#### [Passage given]
━━━━━━━━━━━━━━━━━━━━

There are numexpr, numba and cython around, the goal of this answer is to take these possibilities into consideration.

But first let's state the obvious: no matter how you map a Python-function onto a numpy-array, it stays a Python function, that means for every evaluation:

• numpy-array element must be converted to a Python-object (e.g. a Float).
• all calculations are done with Python-objects, which means to have the overhead of interpreter, dynamic dispatch and immutable objects.

So which machinery is used to actually loop through the array doesn't play a big role because of the overhead mentioned above - it stays much slower than using numpy's built-in functionality.

Let's take a look at the following example:

# numpy-functionality
def f(x):
    return x+2*x*x+4*x*x*x

# python-function as ufunc
import numpy as np
vf=np.vectorize(f)
vf.__name__="vf"

━━━━━━━━━━━━━━━━━━━━

#### [Extracted records]
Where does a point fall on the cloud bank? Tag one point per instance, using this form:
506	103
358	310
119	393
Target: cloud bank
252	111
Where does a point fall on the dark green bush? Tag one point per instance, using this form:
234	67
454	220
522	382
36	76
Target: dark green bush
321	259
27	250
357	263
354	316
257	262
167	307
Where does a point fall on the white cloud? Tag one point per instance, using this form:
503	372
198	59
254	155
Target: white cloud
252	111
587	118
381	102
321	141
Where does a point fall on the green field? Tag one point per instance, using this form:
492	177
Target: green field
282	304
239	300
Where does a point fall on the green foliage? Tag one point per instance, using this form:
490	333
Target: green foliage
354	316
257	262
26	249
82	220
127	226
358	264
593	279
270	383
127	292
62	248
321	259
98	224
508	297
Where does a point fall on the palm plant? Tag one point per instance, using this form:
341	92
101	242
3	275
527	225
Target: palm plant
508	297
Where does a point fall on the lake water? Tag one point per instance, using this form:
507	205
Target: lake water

━━━━━━━━━━━━━━━━━━━━

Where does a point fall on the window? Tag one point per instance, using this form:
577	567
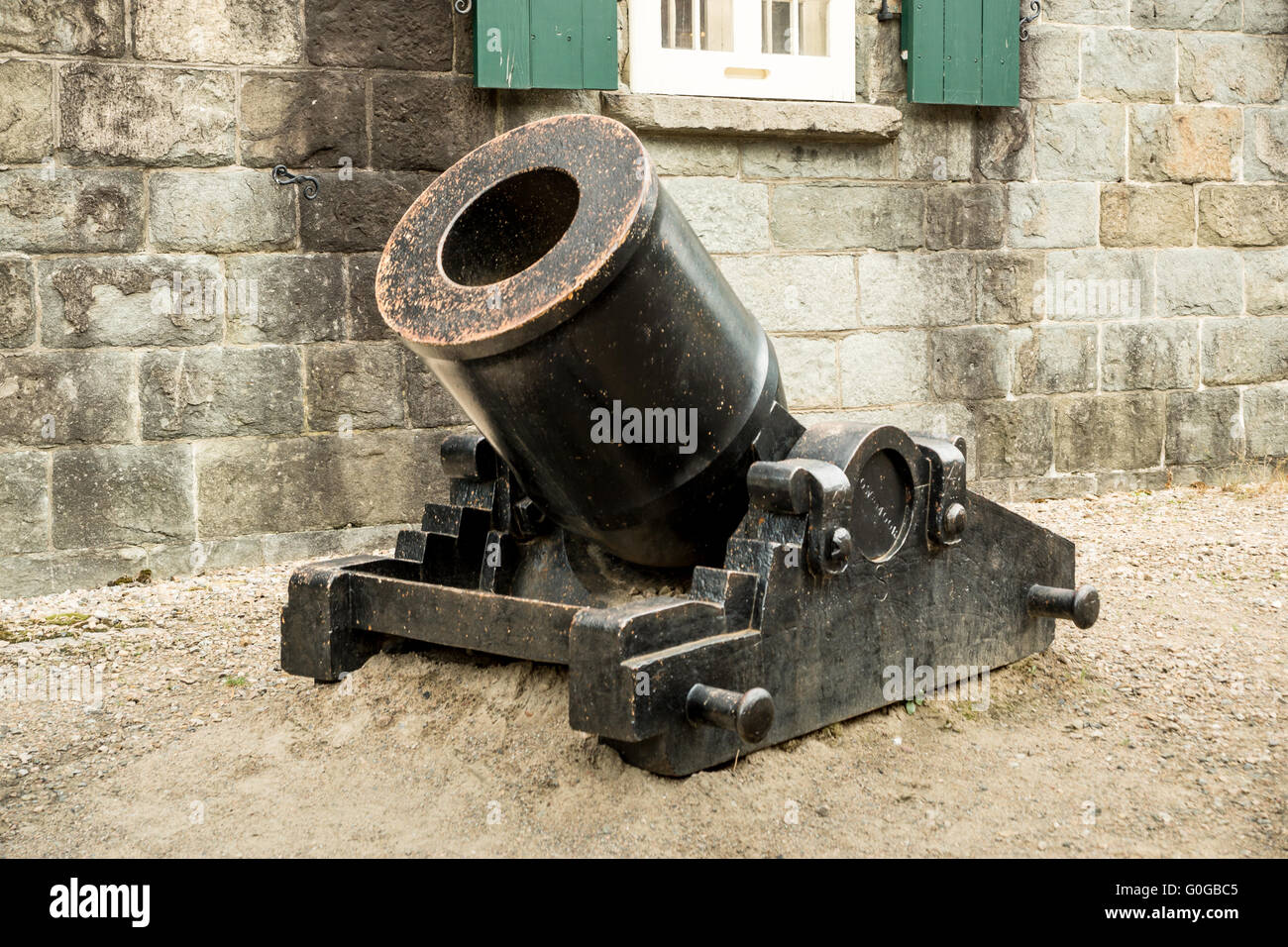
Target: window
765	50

━━━━━━━━━━━━━━━━━━━━

#### [Task requirements]
Continue the passage above about applying Python functions to numpy arrays, starting right after its last line of code.

#### [Expected answer]
np.vectorize is picked as a representative of the pure-python function class of approaches. Using perfplot (see code in the appendix of this answer) we get the following running times:

We can see, that the numpy-approach is 10x-100x faster than the pure python version. The decrease of performance for bigger array-sizes is probably because data no longer fits the cache.

It is worth also mentioning, that vectorize also uses a lot of memory, so often memory-usage is the bottle-neck (see related SO-question). Also note, that numpy's documentation on np.vectorize states that it is "provided primarily for convenience, not for performance".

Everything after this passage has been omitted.